I don't see any way of speeding up this code by means of clever bit tricks.

If you really want this code to be faster, the only way of significantly (>2x or so) speeding it up on x86 platform I see is to go for assembler/intrinsics implementation. SSE has the instruction PCMPGTB that

"Performs a SIMD compare for the greater value of the packed bytes, words, or doublewords in the destination operand (first operand) and the source operand (second operand). If a data element in the destination operand is greater than the corresponding date element in the source operand, the corresponding data element in the destination operand is set to all 1s; otherwise, it is set to all 0s."

XMM register would fit four 32-bit ints, and you could loop over your arrays reading the values, getting the mask and then ANDing the first input with the mask and the second one with inverted mask.

On the other hand, maybe you can reformulate your algorithm so that you don't need to to pick larger bytes, but maybe for example take AND of the operands? Just a thought, hard to see if it can work without seeing the actual algorithm.

Krystian 2010-05-30 15:23:00

Answer 4

+2 A:

The function below uses unsafe code to treat the integer arrays as arrays of bytes so that there's no need for bit twiddling.

    private static void DoOtherThing(int[] bigArray1, int[] bigArray2)
    {
        unsafe
        {
            fixed (int* p1 = bigArray1, p2=bigArray2)
            {
                byte* b1 = (byte*)p1;
                byte* b2 = (byte*)p2;
                byte* bend = (byte*)(&p1[bigArray1.Length]);
                while (b1 < bend)
                {
                    if (*b1 < *b2)
                    {
                        *b1 = *b2;
                    }
                    ++b1;
                    ++b2;
                }
            }
        }
    }

On my machine running under the debugger in Release mode against arrays of 25 million ints, this code is about 29% faster than your original. However, running standalone, there is almost no difference in runtime. Sometimes your original code is faster, and sometimes the new code is faster.

────

TO DO ->
Continue the forum thread about speeding up the byte-by-byte comparison of two integer arrays, starting right after its last sentence.

GIVEN INFORMATION ->
────

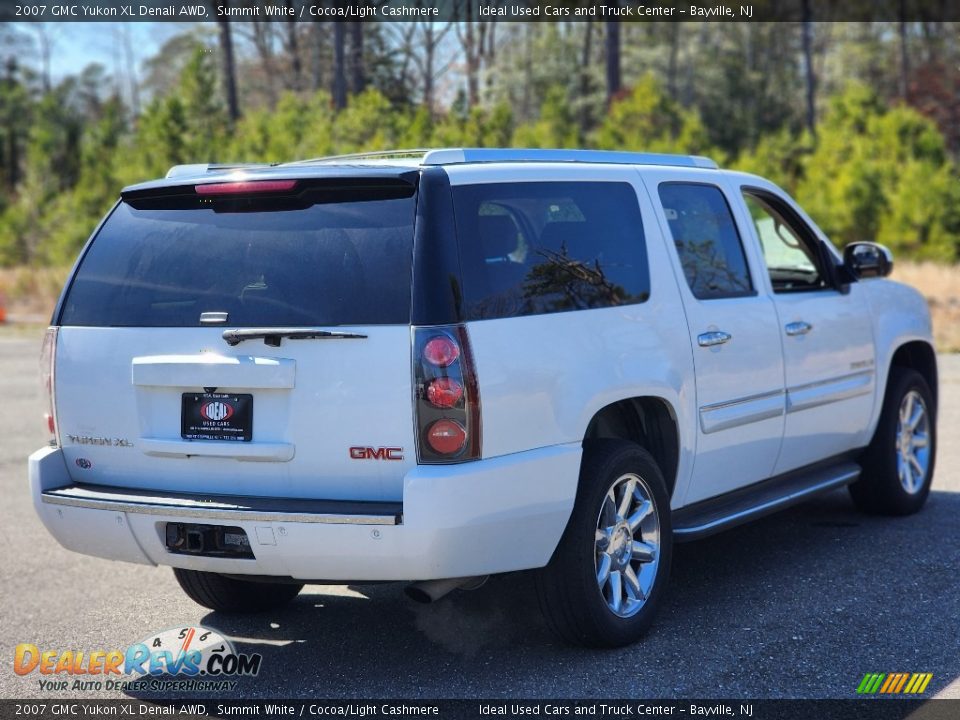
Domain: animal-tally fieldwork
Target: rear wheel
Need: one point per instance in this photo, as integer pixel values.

────

ANSWER TO THIS EXERCISE ->
Approximate numbers:

          Debugger  Standalone
Original  1,400 ms    700 ms
My code     975 ms    700 ms

And, yes, I did compare the results to ensure that the functions do the same thing.

I'm at a loss to explain why my code isn't faster, since it's doing significantly less work.

Given these results, I doubt that you could improve things by going to native code. As you say, the overhead of marshaling the arrays would likely eat up any savings you might realize in the processing.

The following modification to your original code, though, is 10% to 20% faster.

    private static void DoSomething(int[] bigArray1, int[] bigArray2)
    {
        for (int i = 0; i < bigArray1.Length; i++)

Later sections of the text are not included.